#### [What to work on]
Please copy out the text on older drivers and license rules below, reproducing it word for word in full.

#### [Document section]
+++

Older drivers, car accident claims and driver’s licence tests

The driving skills of older drivers have come under scrutiny following an increase in road deaths and car accident claims involving people over the age of 70.

Older driver licence laws in review after increase in car accident fatalities

The NSW parliamentary committee for road safety recently launched an inquiry considering changes to the laws, ensuring that older drivers are fit enough to keep their driver’s licence.

The review will look at driver training for all ages with the aim of helping to reduce the state’s road toll in car accidents.

Recent figures released by the Centre for Road Safety reveal that the age group with the highest number of road deaths in the past year are people over the age of 70.

The Committee is accepting submissions relating to the inquiry from interested parties until 20 February 2017.

How does the current system work for older drivers?

In NSW, the older driver licence scheme varies depending upon age:

  • Between 70 and 74: there are no special requirements for drivers in this age bracket, apart from holders of an MC licence (multi-combination licence). MC licence holders will need to pass an annual practical driving test.
  • Between 75 and 79: drivers in this age range need to pass an annual medical review to keep their licence.
  • Between 80 and 84: drivers in this group also need to pass an annual medical review to keep their licence. Additionally, those who hold a heavy vehicle licence (classes LR, MR, HR or HC) need to pass an annual practical driving assessment.
  • 85 and older: Drivers in this range need to pass a medical review each year and pass a practical driving assessment every two years. Alternatively, they may apply for a modified licence.

What is a modified licence?

A modified licence allows drivers to continue to drive under certain conditions, without needing to pass a practical driving assessment. The types of conditions for the modified licence may include limiting them to driving within a certain distance from their home, or at defined times during the day.

Balancing independence and road safety

The laws regulating licences for older drivers seek to balance keeping people safe on the one hand, and respecting the rights of older drivers to maintain their licence on the other.

Any review of the law will look to maintain this balance but also address advances in car technology. The introduction of semi-autonomous and fully driverless cars could change our driving future, potentially improve the independence of people unable to drive, and possibly make the need for these rules unnecessary.

+++

#### [Extracted information]
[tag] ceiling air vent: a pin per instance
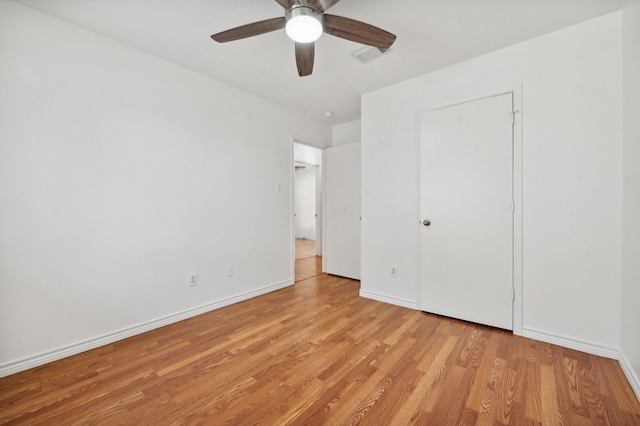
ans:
(368, 54)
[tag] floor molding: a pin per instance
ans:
(42, 358)
(567, 342)
(632, 377)
(389, 299)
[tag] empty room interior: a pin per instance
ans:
(428, 212)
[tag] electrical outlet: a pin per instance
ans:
(193, 279)
(393, 271)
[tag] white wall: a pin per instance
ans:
(346, 133)
(630, 318)
(572, 133)
(120, 174)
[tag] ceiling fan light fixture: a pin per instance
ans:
(304, 24)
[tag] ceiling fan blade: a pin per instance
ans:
(305, 53)
(286, 3)
(250, 30)
(322, 5)
(357, 31)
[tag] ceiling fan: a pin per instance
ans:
(305, 21)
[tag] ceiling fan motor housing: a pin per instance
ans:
(304, 23)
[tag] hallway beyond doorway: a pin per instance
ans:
(307, 263)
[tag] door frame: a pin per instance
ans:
(320, 225)
(516, 91)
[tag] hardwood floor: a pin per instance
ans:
(317, 353)
(307, 263)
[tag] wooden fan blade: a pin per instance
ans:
(322, 5)
(357, 31)
(250, 30)
(286, 3)
(305, 53)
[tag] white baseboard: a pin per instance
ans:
(36, 360)
(567, 342)
(389, 299)
(628, 371)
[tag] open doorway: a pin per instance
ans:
(307, 214)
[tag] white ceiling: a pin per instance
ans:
(431, 34)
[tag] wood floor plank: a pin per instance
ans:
(317, 353)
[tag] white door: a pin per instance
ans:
(341, 254)
(466, 203)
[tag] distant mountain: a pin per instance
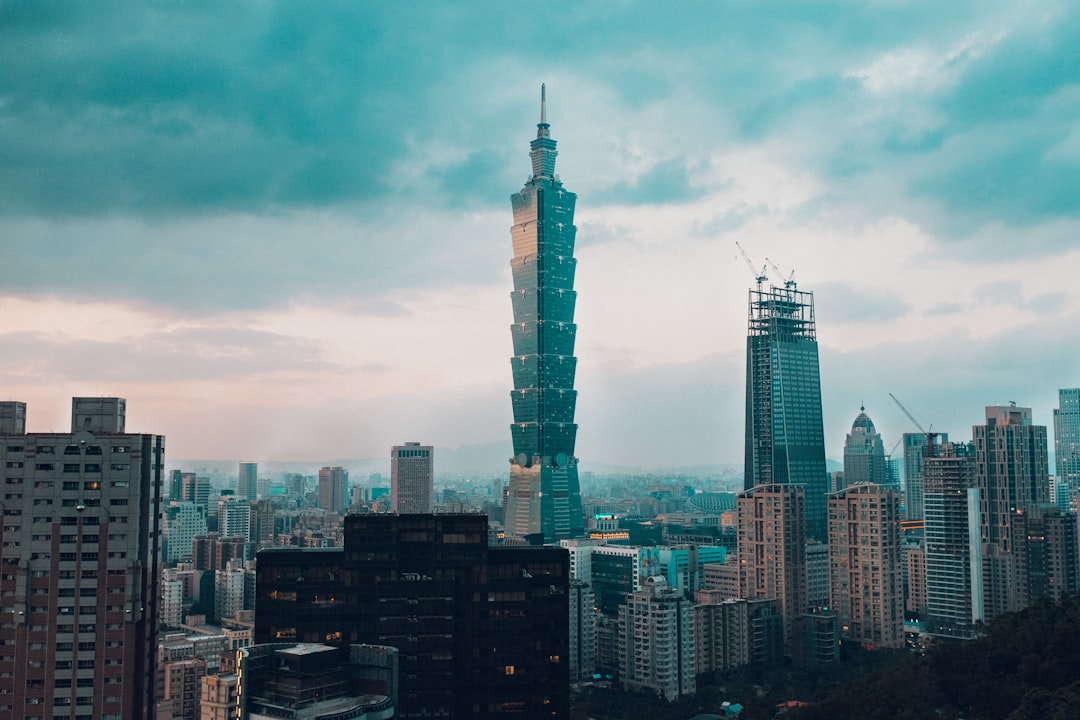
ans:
(482, 460)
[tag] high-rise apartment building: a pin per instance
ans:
(771, 521)
(1067, 445)
(658, 641)
(234, 517)
(183, 520)
(954, 548)
(79, 570)
(412, 478)
(247, 483)
(332, 489)
(864, 453)
(785, 439)
(582, 639)
(864, 560)
(191, 488)
(1011, 467)
(544, 496)
(1013, 478)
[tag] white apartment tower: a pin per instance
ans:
(79, 571)
(865, 573)
(771, 520)
(658, 641)
(412, 475)
(247, 481)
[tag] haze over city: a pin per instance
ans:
(281, 231)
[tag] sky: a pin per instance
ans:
(281, 229)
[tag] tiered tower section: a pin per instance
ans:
(543, 498)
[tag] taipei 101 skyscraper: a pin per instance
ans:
(544, 496)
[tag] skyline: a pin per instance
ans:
(255, 221)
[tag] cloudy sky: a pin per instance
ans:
(281, 229)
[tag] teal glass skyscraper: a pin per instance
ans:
(544, 497)
(785, 440)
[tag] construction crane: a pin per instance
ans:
(909, 416)
(791, 277)
(759, 276)
(888, 463)
(929, 433)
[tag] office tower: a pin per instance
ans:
(413, 582)
(619, 570)
(1012, 477)
(213, 552)
(785, 440)
(658, 641)
(721, 579)
(865, 576)
(234, 517)
(730, 633)
(915, 592)
(179, 687)
(247, 483)
(864, 453)
(819, 641)
(318, 681)
(229, 591)
(79, 572)
(183, 521)
(171, 610)
(954, 556)
(332, 489)
(915, 446)
(189, 487)
(1051, 562)
(261, 522)
(1067, 444)
(817, 574)
(582, 639)
(771, 520)
(217, 700)
(412, 477)
(544, 497)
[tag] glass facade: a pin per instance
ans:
(544, 494)
(785, 439)
(1067, 445)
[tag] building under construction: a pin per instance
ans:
(785, 440)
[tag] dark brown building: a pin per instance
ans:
(481, 632)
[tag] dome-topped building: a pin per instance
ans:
(864, 453)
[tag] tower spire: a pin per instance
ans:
(542, 150)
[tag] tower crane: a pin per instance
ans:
(929, 433)
(759, 276)
(790, 282)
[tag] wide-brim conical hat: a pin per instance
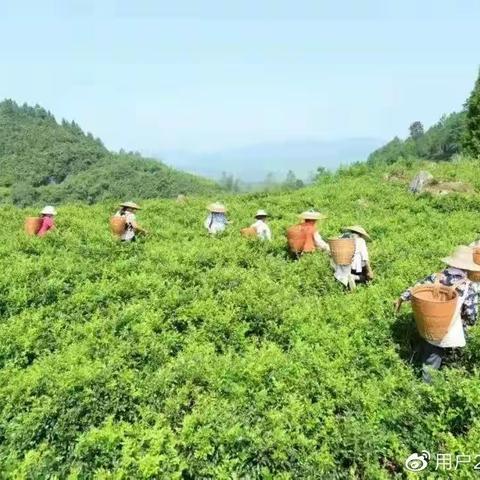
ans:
(357, 229)
(261, 213)
(462, 258)
(130, 205)
(217, 208)
(312, 216)
(48, 210)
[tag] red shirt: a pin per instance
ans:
(47, 224)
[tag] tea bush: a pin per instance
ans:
(184, 356)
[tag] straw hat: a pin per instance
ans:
(312, 215)
(462, 258)
(130, 205)
(357, 229)
(48, 210)
(217, 207)
(261, 213)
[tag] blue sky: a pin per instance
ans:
(207, 75)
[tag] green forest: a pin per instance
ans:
(185, 356)
(452, 135)
(42, 161)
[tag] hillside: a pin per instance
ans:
(440, 142)
(42, 161)
(183, 356)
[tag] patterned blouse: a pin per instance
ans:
(450, 276)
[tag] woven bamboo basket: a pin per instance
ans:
(249, 232)
(474, 276)
(296, 238)
(32, 225)
(117, 225)
(342, 250)
(433, 309)
(476, 255)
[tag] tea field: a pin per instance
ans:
(186, 357)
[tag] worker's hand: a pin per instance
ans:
(398, 305)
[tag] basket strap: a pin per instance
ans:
(455, 285)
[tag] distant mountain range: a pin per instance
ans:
(253, 163)
(43, 161)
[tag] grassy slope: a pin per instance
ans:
(215, 357)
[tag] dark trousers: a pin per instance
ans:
(432, 358)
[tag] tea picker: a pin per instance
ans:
(350, 258)
(304, 237)
(216, 221)
(443, 305)
(124, 222)
(260, 228)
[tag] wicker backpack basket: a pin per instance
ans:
(433, 309)
(475, 276)
(117, 225)
(32, 225)
(342, 250)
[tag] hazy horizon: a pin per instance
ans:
(158, 77)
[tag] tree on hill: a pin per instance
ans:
(471, 137)
(44, 161)
(416, 130)
(439, 142)
(292, 182)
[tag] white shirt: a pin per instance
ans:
(360, 259)
(130, 220)
(320, 243)
(215, 222)
(263, 230)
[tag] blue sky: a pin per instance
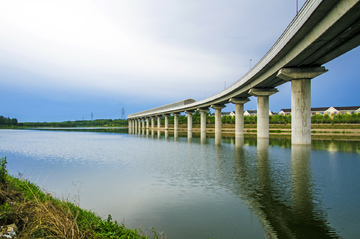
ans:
(63, 60)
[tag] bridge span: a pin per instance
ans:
(322, 31)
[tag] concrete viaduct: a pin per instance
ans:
(322, 31)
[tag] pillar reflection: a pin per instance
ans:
(176, 135)
(189, 136)
(218, 138)
(239, 141)
(301, 181)
(203, 137)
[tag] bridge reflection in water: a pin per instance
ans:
(284, 202)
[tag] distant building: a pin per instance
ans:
(254, 113)
(250, 113)
(327, 110)
(231, 113)
(348, 109)
(285, 112)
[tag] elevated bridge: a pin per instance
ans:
(322, 31)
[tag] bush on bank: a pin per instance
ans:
(37, 214)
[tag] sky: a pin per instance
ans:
(65, 60)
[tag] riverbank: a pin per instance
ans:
(26, 211)
(318, 131)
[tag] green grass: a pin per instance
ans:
(39, 215)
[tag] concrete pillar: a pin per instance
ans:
(147, 122)
(217, 109)
(133, 126)
(239, 115)
(262, 95)
(189, 112)
(166, 121)
(176, 120)
(152, 122)
(159, 121)
(203, 111)
(300, 101)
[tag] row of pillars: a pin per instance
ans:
(300, 108)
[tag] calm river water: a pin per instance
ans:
(194, 188)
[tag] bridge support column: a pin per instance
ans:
(166, 121)
(203, 111)
(147, 122)
(176, 120)
(300, 101)
(159, 121)
(262, 110)
(152, 122)
(189, 112)
(217, 109)
(239, 115)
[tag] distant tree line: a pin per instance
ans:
(273, 119)
(7, 121)
(78, 123)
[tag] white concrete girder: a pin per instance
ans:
(239, 114)
(203, 111)
(176, 120)
(262, 110)
(159, 121)
(189, 112)
(300, 101)
(147, 122)
(217, 109)
(166, 121)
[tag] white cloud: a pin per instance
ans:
(139, 47)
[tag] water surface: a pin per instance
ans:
(192, 188)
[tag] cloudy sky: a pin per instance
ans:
(63, 60)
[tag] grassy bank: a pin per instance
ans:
(34, 213)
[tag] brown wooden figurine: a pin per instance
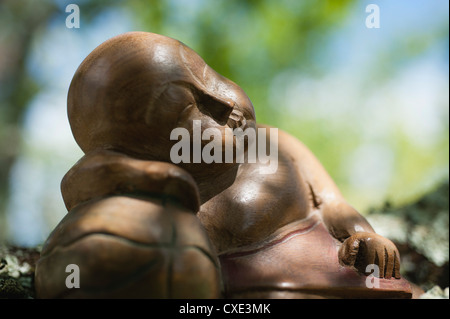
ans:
(144, 224)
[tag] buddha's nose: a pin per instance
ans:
(218, 107)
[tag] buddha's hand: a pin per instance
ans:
(363, 249)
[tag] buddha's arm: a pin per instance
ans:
(358, 238)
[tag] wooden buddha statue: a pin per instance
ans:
(142, 225)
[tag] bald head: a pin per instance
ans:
(133, 89)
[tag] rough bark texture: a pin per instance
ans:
(419, 229)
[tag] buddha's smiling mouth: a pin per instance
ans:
(237, 120)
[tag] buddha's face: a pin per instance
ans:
(132, 91)
(197, 93)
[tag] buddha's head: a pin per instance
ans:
(134, 89)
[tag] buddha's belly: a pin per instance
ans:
(301, 259)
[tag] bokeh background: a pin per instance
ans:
(372, 104)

+++

#### [Output of the exercise]
Older drivers, car accident claims and driver’s licence tests

The driving skills of older drivers have come under scrutiny following an increase in road deaths and car accident claims involving people over the age of 70.

Older driver licence laws in review after increase in car accident fatalities

The NSW parliamentary committee for road safety recently launched an inquiry considering changes to the laws, ensuring that older drivers are fit enough to keep their driver’s licence.

The review will look at driver training for all ages with the aim of helping to reduce the state’s road toll in car accidents.

Recent figures released by the Centre for Road Safety reveal that the age group with the highest number of road deaths in the past year are people over the age of 70.

The Committee is accepting submissions relating to the inquiry from interested parties until 20 February 2017.

How does the current system work for older drivers?

In NSW, the older driver licence scheme varies depending upon age:

  • Between 70 and 74: there are no special requirements for drivers in this age bracket, apart from holders of an MC licence (multi-combination licence). MC licence holders will need to pass an annual practical driving test.
  • Between 75 and 79: drivers in this age range need to pass an annual medical review to keep their licence.
  • Between 80 and 84: drivers in this group also need to pass an annual medical review to keep their licence. Additionally, those who hold a heavy vehicle licence (classes LR, MR, HR or HC) need to pass an annual practical driving assessment.
  • 85 and older: Drivers in this range need to pass a medical review each year and pass a practical driving assessment every two years. Alternatively, they may apply for a modified licence.

What is a modified licence?

A modified licence allows drivers to continue to drive under certain conditions, without needing to pass a practical driving assessment. The types of conditions for the modified licence may include limiting them to driving within a certain distance from their home, or at defined times during the day.

Balancing independence and road safety

The laws regulating licences for older drivers seek to balance keeping people safe on the one hand, and respecting the rights of older drivers to maintain their licence on the other.

Any review of the law will look to maintain this balance but also address advances in car technology. The introduction of semi-autonomous and fully driverless cars could change our driving future, potentially improve the independence of people unable to drive, and possibly make the need for these rules unnecessary.